Rewrite the following lines, replacing every occurrence of "Overhead reconnaissance" with "Aerial survey" and leaving everything else unchanged.

Data to process:
========================================

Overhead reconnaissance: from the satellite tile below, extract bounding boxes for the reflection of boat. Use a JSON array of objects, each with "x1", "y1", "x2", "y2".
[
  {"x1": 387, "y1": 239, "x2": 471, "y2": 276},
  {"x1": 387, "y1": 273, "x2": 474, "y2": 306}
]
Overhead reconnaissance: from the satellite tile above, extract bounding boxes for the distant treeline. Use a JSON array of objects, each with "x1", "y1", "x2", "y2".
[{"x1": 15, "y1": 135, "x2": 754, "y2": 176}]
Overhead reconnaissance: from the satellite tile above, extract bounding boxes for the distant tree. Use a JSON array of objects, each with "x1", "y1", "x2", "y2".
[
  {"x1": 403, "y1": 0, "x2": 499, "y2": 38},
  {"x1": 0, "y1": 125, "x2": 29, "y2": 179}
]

========================================

The result:
Aerial survey: from the satellite tile below, extract bounding boxes for the reflection of boat. Use a JSON array of objects, each with "x1", "y1", "x2", "y2".
[
  {"x1": 387, "y1": 239, "x2": 471, "y2": 276},
  {"x1": 387, "y1": 273, "x2": 474, "y2": 306}
]
Aerial survey: from the satellite tile above, extract bounding boxes for the distant treeline. Use a JSON array of objects, each with "x1", "y1", "x2", "y2".
[{"x1": 15, "y1": 135, "x2": 754, "y2": 176}]
Aerial survey: from the satellite tile above, extract bounding boxes for the distant tree. Use a JSON array of objects, each with "x1", "y1", "x2", "y2".
[
  {"x1": 403, "y1": 0, "x2": 499, "y2": 38},
  {"x1": 0, "y1": 125, "x2": 29, "y2": 179}
]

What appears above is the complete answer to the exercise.